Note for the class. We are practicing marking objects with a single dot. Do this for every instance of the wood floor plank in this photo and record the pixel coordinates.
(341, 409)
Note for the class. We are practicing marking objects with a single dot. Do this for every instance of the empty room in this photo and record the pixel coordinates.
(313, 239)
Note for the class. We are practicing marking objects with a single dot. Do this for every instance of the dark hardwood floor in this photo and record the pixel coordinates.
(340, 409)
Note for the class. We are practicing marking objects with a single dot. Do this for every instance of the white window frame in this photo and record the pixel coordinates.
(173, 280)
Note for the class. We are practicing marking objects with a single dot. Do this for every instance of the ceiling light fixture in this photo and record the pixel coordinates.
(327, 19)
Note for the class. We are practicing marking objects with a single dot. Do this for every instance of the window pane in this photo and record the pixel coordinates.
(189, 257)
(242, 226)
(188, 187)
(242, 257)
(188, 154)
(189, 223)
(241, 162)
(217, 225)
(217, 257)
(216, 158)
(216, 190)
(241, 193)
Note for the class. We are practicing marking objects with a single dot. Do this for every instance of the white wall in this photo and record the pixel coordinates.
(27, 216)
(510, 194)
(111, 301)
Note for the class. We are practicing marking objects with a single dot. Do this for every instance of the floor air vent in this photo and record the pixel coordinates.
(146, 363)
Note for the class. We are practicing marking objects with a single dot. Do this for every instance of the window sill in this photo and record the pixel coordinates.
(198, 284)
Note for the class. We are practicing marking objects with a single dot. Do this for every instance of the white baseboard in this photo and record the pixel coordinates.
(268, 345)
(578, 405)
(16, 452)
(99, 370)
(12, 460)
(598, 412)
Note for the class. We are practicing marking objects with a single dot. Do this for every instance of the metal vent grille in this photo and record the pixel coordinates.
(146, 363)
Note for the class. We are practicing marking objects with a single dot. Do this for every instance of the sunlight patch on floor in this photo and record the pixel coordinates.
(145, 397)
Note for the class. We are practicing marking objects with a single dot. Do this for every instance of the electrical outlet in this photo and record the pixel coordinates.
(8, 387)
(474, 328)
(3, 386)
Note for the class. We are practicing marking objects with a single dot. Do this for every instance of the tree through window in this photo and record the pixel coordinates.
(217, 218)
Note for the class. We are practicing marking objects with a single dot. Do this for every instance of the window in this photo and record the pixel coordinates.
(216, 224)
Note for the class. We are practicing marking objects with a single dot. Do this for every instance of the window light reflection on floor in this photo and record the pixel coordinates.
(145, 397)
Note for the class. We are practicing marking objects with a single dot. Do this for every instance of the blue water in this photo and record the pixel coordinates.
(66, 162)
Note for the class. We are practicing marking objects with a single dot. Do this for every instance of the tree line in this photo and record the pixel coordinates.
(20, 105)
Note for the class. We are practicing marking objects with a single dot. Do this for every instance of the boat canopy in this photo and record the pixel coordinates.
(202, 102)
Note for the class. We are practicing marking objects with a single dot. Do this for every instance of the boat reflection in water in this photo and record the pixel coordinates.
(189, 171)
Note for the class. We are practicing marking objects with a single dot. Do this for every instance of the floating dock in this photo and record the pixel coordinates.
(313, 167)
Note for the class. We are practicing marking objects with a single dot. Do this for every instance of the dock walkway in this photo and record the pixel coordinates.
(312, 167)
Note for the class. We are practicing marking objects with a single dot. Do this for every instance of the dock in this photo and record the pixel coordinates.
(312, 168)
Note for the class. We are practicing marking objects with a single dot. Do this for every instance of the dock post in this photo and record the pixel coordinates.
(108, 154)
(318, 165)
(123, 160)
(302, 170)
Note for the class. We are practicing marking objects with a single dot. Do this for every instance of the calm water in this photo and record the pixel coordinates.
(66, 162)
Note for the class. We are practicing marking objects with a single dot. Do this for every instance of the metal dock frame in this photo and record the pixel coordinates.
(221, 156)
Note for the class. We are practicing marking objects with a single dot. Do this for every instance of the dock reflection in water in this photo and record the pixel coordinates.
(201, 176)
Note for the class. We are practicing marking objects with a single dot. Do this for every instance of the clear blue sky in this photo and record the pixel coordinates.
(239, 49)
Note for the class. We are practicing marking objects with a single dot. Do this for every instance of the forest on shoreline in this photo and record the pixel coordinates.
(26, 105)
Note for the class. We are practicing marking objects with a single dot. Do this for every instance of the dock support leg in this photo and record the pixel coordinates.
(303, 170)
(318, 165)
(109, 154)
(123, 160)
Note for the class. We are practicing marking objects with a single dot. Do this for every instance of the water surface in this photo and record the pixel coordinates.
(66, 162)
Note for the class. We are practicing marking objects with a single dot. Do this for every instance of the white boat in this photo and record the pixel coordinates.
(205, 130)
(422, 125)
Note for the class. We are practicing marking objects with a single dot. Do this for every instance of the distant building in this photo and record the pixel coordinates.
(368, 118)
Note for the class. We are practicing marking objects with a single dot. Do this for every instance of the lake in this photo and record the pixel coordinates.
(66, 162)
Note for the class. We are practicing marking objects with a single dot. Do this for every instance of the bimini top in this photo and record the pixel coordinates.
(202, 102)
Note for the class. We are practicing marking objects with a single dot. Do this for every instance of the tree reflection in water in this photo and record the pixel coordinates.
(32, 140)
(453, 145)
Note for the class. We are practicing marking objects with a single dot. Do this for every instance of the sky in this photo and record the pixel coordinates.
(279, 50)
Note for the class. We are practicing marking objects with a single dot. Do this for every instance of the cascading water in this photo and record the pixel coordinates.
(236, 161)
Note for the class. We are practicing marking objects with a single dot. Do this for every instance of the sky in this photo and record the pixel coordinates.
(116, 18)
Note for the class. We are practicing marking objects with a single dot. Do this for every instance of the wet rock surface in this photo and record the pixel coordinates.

Prompt: Output the data in full, precisely as it appears above.

Solution for this task:
Note for the class. We are practicing marking objects with a single dot. Do this for every instance of the wood floor plank in this photo and record the pixel coordinates.
(341, 409)
Note for the class. We are practicing marking objects with a single dot. Do this for every instance of the empty room in this photo and record the pixel coordinates.
(313, 239)
Note for the class. We are practicing marking objects with a single dot. Do this for every instance of the dark hardwood floor in this photo and record the pixel coordinates.
(340, 409)
Note for the class. We are practicing marking objects with a single dot. Do this for every instance of the white window frame in this photo and record the pixel coordinates.
(173, 280)
Note for the class. We are practicing marking objects with a single dot. Do this for every instance of the ceiling light fixture in this photo and record the pixel coordinates.
(327, 19)
Note for the class. We are practicing marking objects with a single dot. Do this for every instance of the window pane in this photo and record the pixel coordinates.
(189, 257)
(242, 226)
(188, 187)
(242, 257)
(188, 154)
(189, 223)
(241, 162)
(217, 225)
(217, 257)
(216, 158)
(216, 190)
(241, 193)
Note for the class. We are practicing marking objects with a single dot. Do this for every instance of the white wall in this photo and record the pixel coordinates.
(27, 216)
(510, 194)
(111, 301)
Note for the class. We are practicing marking objects with a single dot. Do this for every instance of the floor air vent in this photo and record the pixel coordinates.
(146, 363)
Note for the class. We are practicing marking objects with a single dot. Do this for every instance of the window sill in this photo and record the pixel coordinates.
(198, 284)
Note for the class. We are practicing marking objects with a single dot. Do this for every instance of the white baseboard in this photo and record the pixel coordinates.
(268, 345)
(578, 405)
(16, 452)
(99, 370)
(12, 460)
(598, 412)
Note for the class. We are practicing marking objects with a single dot. Do this for every instance of the metal vent grille in this photo and record the pixel coordinates.
(146, 363)
Note for the class. We are practicing marking objects with a single dot. Do this for every instance of the sunlight patch on floor in this photo and record the pixel coordinates.
(145, 397)
Note for the class. We are practicing marking objects with a single dot. Do this for every instance of the electrical outlet in this photo and record the pixel coordinates.
(8, 387)
(474, 328)
(3, 386)
Note for the class. We are practicing marking objects with a single dot. Do this for every instance of the tree through window in this photo and record the pixel coordinates.
(217, 218)
Note for the class. We are practicing marking objects with a single dot. Do this for every instance of the window in this photo and record the pixel coordinates.
(216, 224)
Note for the class. We are practicing marking objects with a single dot. Do this for every instance of the window light reflection on floor in this photo and record the pixel coordinates.
(145, 397)
Note for the class. We are practicing marking objects with a single dot. Do this for every instance of the blue water in this photo and record the pixel coordinates.
(66, 162)
Note for the class. We are practicing marking objects with a single dot. Do this for every instance of the tree line in this photo and record the pixel coordinates.
(20, 105)
Note for the class. We are practicing marking objects with a single dot. Do this for every instance of the boat canopy in this photo and record the pixel coordinates.
(202, 102)
Note for the class. We are practicing marking objects with a single dot. Do this for every instance of the boat reflection in water in this photo and record the pixel coordinates.
(189, 171)
Note for the class. We are practicing marking objects with a single dot. Do this for every instance of the floating dock in this photo and record the pixel coordinates.
(313, 167)
Note for the class. We are practicing marking objects with a single dot. Do this for every instance of the dock walkway in this photo and record the pixel coordinates.
(312, 167)
Note for the class. We are practicing marking objects with a single dot. Do this for every instance of the dock in this photo and record the pixel coordinates.
(312, 168)
Note for the class. We are practicing marking objects with a single dot. Do this for every instance of the dock post in this photo and record the pixel coordinates.
(108, 154)
(318, 165)
(123, 160)
(302, 170)
Note for the class. We are practicing marking objects with a single dot. Do this for every instance of the calm water in this photo and record the pixel coordinates.
(66, 162)
Note for the class. We are practicing marking objects with a single dot. Do this for every instance of the metal dock frame in this photo and record the pixel coordinates.
(221, 156)
Note for the class. We are practicing marking objects with a single dot. Do this for every instance of the dock reflection in water in this photo and record the pixel coordinates.
(201, 176)
Note for the class. We are practicing marking objects with a single dot. Do this for every instance of the clear blue sky in this photo and record the pixel coordinates.
(239, 49)
Note for the class. We are practicing marking objects with a single dot. Do this for every instance of the forest on shoreline in this photo and record the pixel coordinates.
(26, 105)
Note for the class. We are practicing marking objects with a single dot. Do this for every instance of the dock support leg in this photo and record the pixel coordinates.
(303, 170)
(318, 165)
(109, 154)
(123, 160)
Note for the class. We are practicing marking objects with a single dot. Do this for every instance of the water surface in this photo and record the pixel coordinates.
(66, 162)
Note for the class. We are practicing marking objects with a single dot. Do this for every instance of the white boat in this photo and record the pixel coordinates.
(205, 130)
(422, 125)
Note for the class. We are practicing marking objects with a single dot. Do this for every instance of the distant building in this photo and record the pixel coordinates.
(368, 118)
Note for the class. We are practicing marking objects with a single dot. Do this for every instance of the lake in this photo and record the pixel coordinates.
(66, 162)
Note for the class. We are practicing marking objects with a single dot. Do this for every instance of the bimini top in this photo and record the pixel coordinates.
(202, 102)
Note for the class. We are practicing marking objects with a single dot. Do this for every instance of the tree reflection in water in this photo and record the pixel coordinates.
(32, 140)
(453, 145)
Note for the class. We are practicing marking objects with a single dot. Do this for every instance of the sky in this photo and record the pixel coordinates.
(279, 50)
Note for the class. We are practicing marking objects with a single dot. Do this for every instance of the cascading water in this photo and record the pixel coordinates.
(236, 161)
Note for the class. We are practicing marking objects with a single dot. Do this for every instance of the sky in this photo and record the pixel coordinates.
(116, 18)
Note for the class. We are practicing marking objects with a single dot. Do this for every instance of the wet rock surface in this photo and record the pixel coordinates.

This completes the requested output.